• WHAT YOU WILL DO
Write out the whole listing below exactly, skipping each picture.

• DATA TO EXAMINE
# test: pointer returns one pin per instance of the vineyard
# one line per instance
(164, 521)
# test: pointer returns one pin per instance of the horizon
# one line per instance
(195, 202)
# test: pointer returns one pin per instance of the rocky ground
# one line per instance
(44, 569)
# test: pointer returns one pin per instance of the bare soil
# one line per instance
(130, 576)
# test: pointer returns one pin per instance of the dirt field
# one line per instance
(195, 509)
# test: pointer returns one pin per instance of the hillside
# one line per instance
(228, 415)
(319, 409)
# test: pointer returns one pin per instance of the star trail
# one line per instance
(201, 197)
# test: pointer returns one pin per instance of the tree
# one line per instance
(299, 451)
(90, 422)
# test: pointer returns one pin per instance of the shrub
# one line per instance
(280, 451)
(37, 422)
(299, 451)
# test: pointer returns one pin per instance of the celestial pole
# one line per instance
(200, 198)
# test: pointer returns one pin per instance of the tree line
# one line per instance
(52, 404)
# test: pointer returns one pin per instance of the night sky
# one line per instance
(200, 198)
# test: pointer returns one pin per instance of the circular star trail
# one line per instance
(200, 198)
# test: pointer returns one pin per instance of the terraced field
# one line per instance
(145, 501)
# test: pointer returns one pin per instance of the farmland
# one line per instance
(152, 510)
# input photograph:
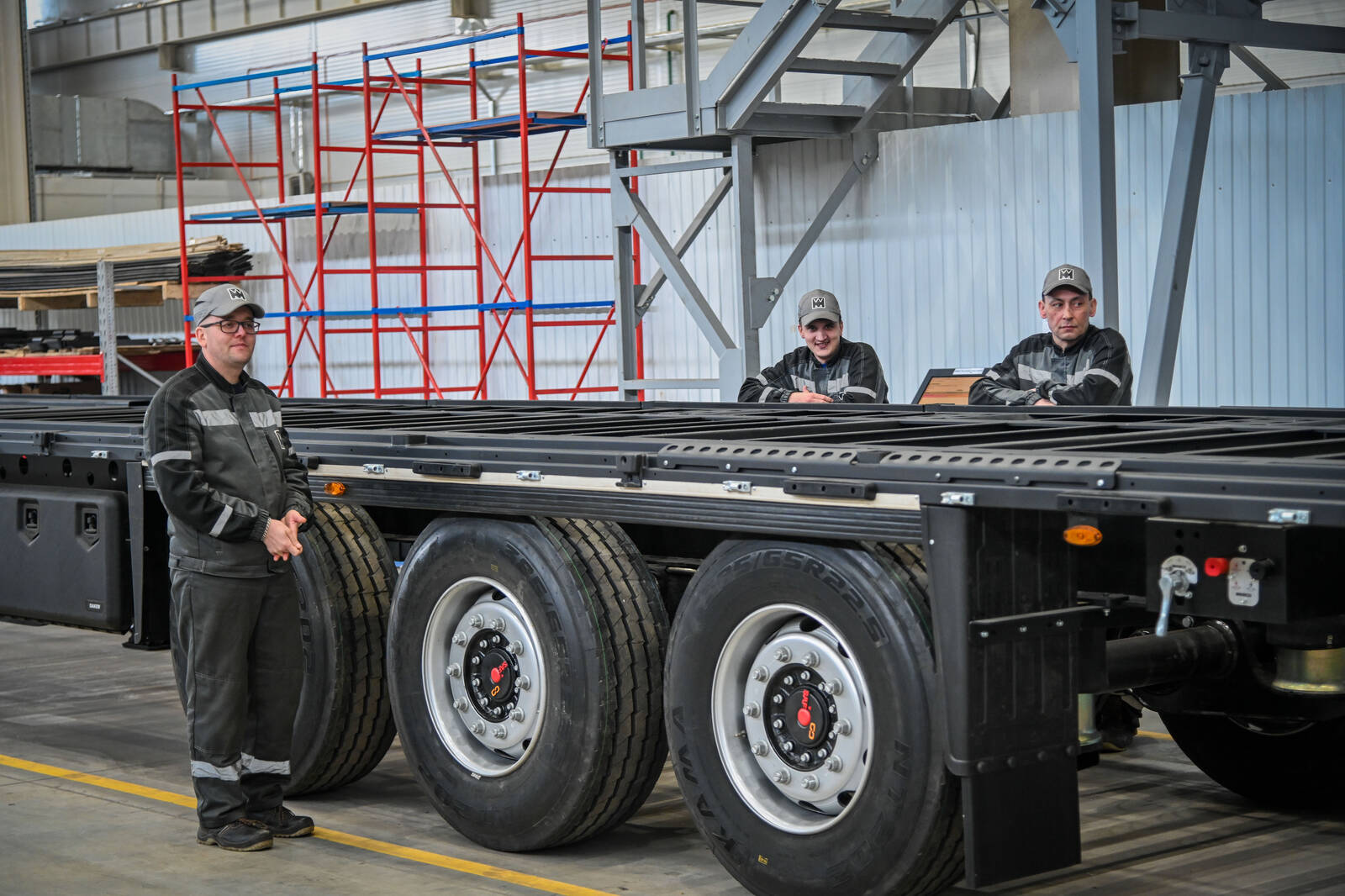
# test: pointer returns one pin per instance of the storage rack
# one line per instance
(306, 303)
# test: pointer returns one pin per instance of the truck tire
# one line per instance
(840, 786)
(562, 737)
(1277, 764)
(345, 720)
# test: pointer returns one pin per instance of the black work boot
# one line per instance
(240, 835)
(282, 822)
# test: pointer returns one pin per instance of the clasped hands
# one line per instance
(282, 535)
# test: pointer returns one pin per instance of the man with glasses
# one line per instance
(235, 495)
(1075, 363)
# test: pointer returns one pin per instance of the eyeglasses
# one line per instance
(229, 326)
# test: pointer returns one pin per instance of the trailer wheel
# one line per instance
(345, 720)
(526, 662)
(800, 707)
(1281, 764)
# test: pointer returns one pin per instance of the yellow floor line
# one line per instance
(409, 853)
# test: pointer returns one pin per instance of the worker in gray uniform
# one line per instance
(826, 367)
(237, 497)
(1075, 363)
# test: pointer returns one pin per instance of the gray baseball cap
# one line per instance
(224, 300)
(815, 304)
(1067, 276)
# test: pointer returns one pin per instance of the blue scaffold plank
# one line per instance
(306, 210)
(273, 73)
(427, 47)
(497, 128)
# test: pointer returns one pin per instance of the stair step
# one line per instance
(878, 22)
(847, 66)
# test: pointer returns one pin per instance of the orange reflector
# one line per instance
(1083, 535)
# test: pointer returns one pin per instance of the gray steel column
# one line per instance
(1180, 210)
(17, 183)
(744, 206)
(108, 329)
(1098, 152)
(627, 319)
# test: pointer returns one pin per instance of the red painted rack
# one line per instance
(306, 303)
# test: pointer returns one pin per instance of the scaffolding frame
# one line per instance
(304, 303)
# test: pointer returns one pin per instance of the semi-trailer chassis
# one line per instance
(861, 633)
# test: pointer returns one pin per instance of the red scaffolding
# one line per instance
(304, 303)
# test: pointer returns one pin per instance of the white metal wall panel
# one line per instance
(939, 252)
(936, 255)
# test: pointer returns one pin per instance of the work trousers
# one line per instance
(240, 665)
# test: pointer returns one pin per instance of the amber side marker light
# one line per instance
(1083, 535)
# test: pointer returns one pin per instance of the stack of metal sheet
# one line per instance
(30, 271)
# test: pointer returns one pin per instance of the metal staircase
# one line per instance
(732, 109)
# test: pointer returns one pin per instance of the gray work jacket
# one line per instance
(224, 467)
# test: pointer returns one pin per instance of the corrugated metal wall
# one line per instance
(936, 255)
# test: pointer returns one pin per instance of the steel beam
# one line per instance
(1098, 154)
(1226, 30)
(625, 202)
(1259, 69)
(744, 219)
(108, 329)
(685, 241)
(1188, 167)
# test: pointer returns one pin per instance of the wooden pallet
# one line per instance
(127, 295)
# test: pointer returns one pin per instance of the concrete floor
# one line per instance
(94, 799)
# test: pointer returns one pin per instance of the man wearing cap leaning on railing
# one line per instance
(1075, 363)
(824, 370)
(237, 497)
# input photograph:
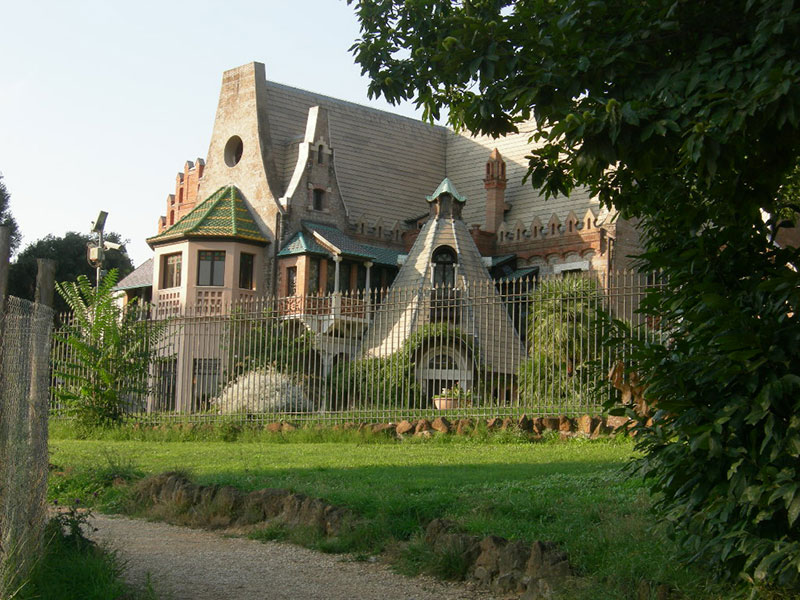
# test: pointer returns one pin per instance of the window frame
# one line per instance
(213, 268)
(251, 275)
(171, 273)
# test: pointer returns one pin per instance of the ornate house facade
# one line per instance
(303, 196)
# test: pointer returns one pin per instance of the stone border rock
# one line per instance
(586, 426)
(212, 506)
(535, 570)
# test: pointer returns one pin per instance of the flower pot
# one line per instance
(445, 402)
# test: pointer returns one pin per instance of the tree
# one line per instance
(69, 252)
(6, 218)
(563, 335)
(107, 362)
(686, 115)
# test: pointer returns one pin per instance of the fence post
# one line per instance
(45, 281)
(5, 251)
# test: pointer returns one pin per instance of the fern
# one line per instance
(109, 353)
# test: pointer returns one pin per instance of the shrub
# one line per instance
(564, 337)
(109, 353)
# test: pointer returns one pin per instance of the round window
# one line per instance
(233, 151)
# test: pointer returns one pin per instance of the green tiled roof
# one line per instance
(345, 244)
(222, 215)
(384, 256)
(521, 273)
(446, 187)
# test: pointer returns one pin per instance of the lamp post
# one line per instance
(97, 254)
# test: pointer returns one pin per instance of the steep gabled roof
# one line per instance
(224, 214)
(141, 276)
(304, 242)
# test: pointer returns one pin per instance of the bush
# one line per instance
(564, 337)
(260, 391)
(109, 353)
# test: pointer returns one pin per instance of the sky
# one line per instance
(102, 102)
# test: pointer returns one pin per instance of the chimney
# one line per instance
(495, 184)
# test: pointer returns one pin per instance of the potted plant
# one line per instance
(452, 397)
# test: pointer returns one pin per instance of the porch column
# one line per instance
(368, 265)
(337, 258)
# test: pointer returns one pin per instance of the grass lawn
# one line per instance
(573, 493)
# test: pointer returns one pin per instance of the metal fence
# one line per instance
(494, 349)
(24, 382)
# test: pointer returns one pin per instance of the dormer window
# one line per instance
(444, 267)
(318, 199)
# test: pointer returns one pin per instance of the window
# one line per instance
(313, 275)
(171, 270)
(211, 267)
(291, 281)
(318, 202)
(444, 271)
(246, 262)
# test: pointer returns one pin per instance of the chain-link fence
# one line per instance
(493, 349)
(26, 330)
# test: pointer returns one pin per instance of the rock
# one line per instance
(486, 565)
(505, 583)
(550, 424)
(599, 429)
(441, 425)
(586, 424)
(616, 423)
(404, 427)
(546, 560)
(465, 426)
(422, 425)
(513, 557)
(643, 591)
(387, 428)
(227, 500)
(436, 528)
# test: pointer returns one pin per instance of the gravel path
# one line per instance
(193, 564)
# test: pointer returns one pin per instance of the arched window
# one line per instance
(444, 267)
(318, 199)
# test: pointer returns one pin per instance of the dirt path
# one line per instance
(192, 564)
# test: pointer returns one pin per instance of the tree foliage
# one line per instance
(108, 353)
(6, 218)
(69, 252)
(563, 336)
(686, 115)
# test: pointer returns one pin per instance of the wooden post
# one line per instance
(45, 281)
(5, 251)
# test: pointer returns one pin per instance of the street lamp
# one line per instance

• WRITTEN ANSWER
# test: pointer returns one pin per instance of the vineyard
# one line per instance
(164, 521)
# test: pointer returns one pin per instance of the horizon
# one line per instance
(195, 202)
# test: pointer returns one pin per instance of the rocky ground
# one line per instance
(44, 569)
# test: pointer returns one pin per instance of the bare soil
# one line per instance
(130, 576)
# test: pointer returns one pin per instance of the dirt field
# one line per instance
(195, 509)
# test: pointer returns one pin per instance of the hillside
# one line per instance
(228, 415)
(319, 409)
# test: pointer returns one pin per instance of the star trail
# one line per instance
(201, 197)
# test: pointer returns one pin per instance of the tree
# one line per instance
(299, 451)
(90, 422)
# test: pointer returns one pin per instance of the shrub
# one line per instance
(280, 451)
(37, 422)
(299, 451)
# test: pointer returns one pin per instance of the celestial pole
# one line per instance
(200, 198)
# test: pointer returns one pin per instance of the tree line
# one line per instance
(52, 404)
# test: pointer returns one pin per instance of the night sky
# one line per instance
(200, 198)
# test: pointer returns one pin per instance of the circular star trail
# one line per instance
(200, 198)
# test: pointer returns one pin per instance of the terraced field
# one line per instance
(145, 501)
# test: pointer returns one pin per instance of the farmland
# one line per instance
(152, 510)
# input photograph:
# test: pointer returns one pin per instance of the storage rack
# one line per instance
(306, 303)
# test: pointer returns one pin per instance of the truck tire
# one line per instance
(840, 786)
(562, 737)
(1277, 764)
(345, 720)
# test: pointer returns one pin per instance of the black work boot
# one line per instance
(240, 835)
(282, 822)
# test: pointer returns one pin per instance of the clasped hands
# one line per instance
(282, 535)
# test: pointer returns one pin per instance of the man with glasses
# one line per instance
(235, 495)
(1075, 363)
# test: pointer returns one pin per instance of the eyeglasses
# one line per instance
(229, 326)
# test: pointer returns one pin per instance of the trailer wheel
# one line per instance
(345, 720)
(526, 662)
(800, 707)
(1281, 764)
# test: pointer returns one pin per instance of the yellow floor line
# one line per instance
(409, 853)
# test: pointer returns one pin per instance of the worker in gray uniform
# one line per instance
(826, 367)
(237, 497)
(1075, 363)
# test: pointer returns one pin per instance of the gray baseball cap
# one line per instance
(224, 300)
(815, 304)
(1067, 276)
# test: pointer returns one pin per instance of the blue scaffold plank
# one line per instance
(306, 210)
(273, 73)
(427, 47)
(497, 128)
# test: pointer returns one pin per instance of the stair step
# one line per instance
(878, 22)
(847, 66)
# test: pointer returns one pin per instance of the orange reflector
# one line per instance
(1083, 535)
# test: pointer returns one pin per instance of the gray steel column
# one line per instance
(1180, 210)
(17, 183)
(744, 206)
(108, 329)
(1098, 152)
(627, 319)
# test: pointer returns one pin per instance of the red painted rack
# one line per instance
(306, 303)
# test: pointer returns one pin per instance of the scaffolding frame
# one line per instance
(304, 303)
# test: pointer returns one pin per instance of the semi-trailer chassis
# one line per instance
(861, 633)
# test: pointer returns one pin per instance of the red scaffolding
# one line per instance
(304, 303)
# test: pointer returns one pin per instance of the white metal wall panel
# one line per instance
(939, 252)
(936, 255)
# test: pointer returns one pin per instance of the work trousers
# one line per instance
(240, 665)
# test: pointer returns one pin per instance of the amber side marker light
# one line per instance
(1083, 535)
# test: pointer returns one pin per instance of the stack of metal sheet
# one line per instance
(30, 271)
# test: pointer returns one pin per instance of the metal staircase
# one line per instance
(732, 109)
# test: pointer returns one pin per instance of the gray work jacket
# one line per instance
(224, 467)
# test: pointer returns one pin per instance of the corrugated metal wall
# one line per instance
(936, 255)
# test: pointer returns one pin per instance of the steel beam
# one line per instance
(1098, 154)
(1226, 30)
(625, 202)
(1259, 69)
(744, 219)
(108, 329)
(685, 241)
(1188, 167)
# test: pointer returns one pin per instance of the wooden pallet
# one line per instance
(127, 295)
# test: pointer returns one pin per instance of the concrete floor
# one line per instance
(94, 799)
# test: pointer returns one pin per instance of the man wearing cap leaning on railing
# one line per instance
(1075, 363)
(824, 370)
(237, 497)
# input photograph:
# test: pointer returns one pin per instance of the window frame
# one line per instance
(213, 268)
(251, 275)
(171, 273)
# test: pointer returns one pin per instance of the ornate house facade
# one line per instance
(303, 196)
# test: pointer returns one pin per instance of the stone border rock
# one line per instance
(586, 426)
(212, 506)
(535, 570)
# test: pointer returns one pin per instance of the flower pot
# one line per instance
(445, 402)
# test: pointer returns one pin per instance of the tree
# one line per instance
(69, 252)
(6, 218)
(563, 335)
(107, 362)
(686, 115)
# test: pointer returns one pin per instance of the fence post
# one line per instance
(45, 281)
(5, 251)
# test: pointer returns one pin per instance of the fern
# one line per instance
(109, 353)
# test: pointer returns one pin per instance of the shrub
# one line per instance
(564, 337)
(109, 353)
# test: pointer returns one pin per instance of the round window
# one line per instance
(233, 151)
# test: pointer returns one pin per instance of the green tiled roof
# one line per instance
(345, 244)
(222, 215)
(384, 256)
(521, 273)
(446, 187)
# test: pointer returns one pin per instance of the lamp post
# one line per instance
(97, 254)
# test: pointer returns one pin per instance of the steep gabled roof
# one line per instance
(224, 214)
(141, 276)
(304, 242)
# test: pointer returns one pin per instance of the bush
# one line per instance
(564, 337)
(260, 391)
(109, 353)
# test: pointer returns one pin per instance of the sky
# one line per instance
(102, 102)
# test: pointer returns one pin per instance of the chimney
# one line per instance
(495, 184)
# test: pointer returns one pin per instance of the potted plant
# one line per instance
(452, 397)
# test: pointer returns one pin per instance of the porch column
# one line per instance
(368, 265)
(337, 258)
# test: pointer returns one pin per instance of the grass lawn
# one line per instance
(573, 493)
# test: pointer returns one pin per instance of the metal fence
# one line per instance
(494, 349)
(24, 382)
# test: pointer returns one pin per instance of the dormer window
# one line per instance
(444, 267)
(318, 199)
# test: pointer returns one pin per instance of the window
# one line per instance
(313, 275)
(171, 270)
(211, 267)
(291, 281)
(318, 202)
(444, 271)
(246, 262)
# test: pointer returns one pin per instance of the chain-link fence
# one line per instance
(493, 349)
(26, 330)
# test: pointer returns one pin per instance of the rock
# one line per instance
(486, 565)
(505, 583)
(550, 424)
(599, 429)
(441, 425)
(586, 424)
(616, 423)
(404, 427)
(546, 560)
(465, 426)
(422, 425)
(513, 557)
(643, 591)
(387, 428)
(227, 500)
(436, 528)
# test: pointer returns one pin per instance of the gravel path
# one line per instance
(193, 564)
# test: pointer returns one pin per instance of the arched window
# one line per instance
(444, 267)
(318, 199)
# test: pointer returns one pin per instance of the dirt path
# one line per instance
(192, 564)
# test: pointer returns one pin per instance of the tree foliage
# one line per instance
(108, 353)
(6, 218)
(69, 252)
(563, 336)
(686, 115)
# test: pointer returns one pin per instance of the wooden post
# one line per instance
(45, 281)
(5, 251)
# test: pointer returns one pin per instance of the street lamp
# one line per instance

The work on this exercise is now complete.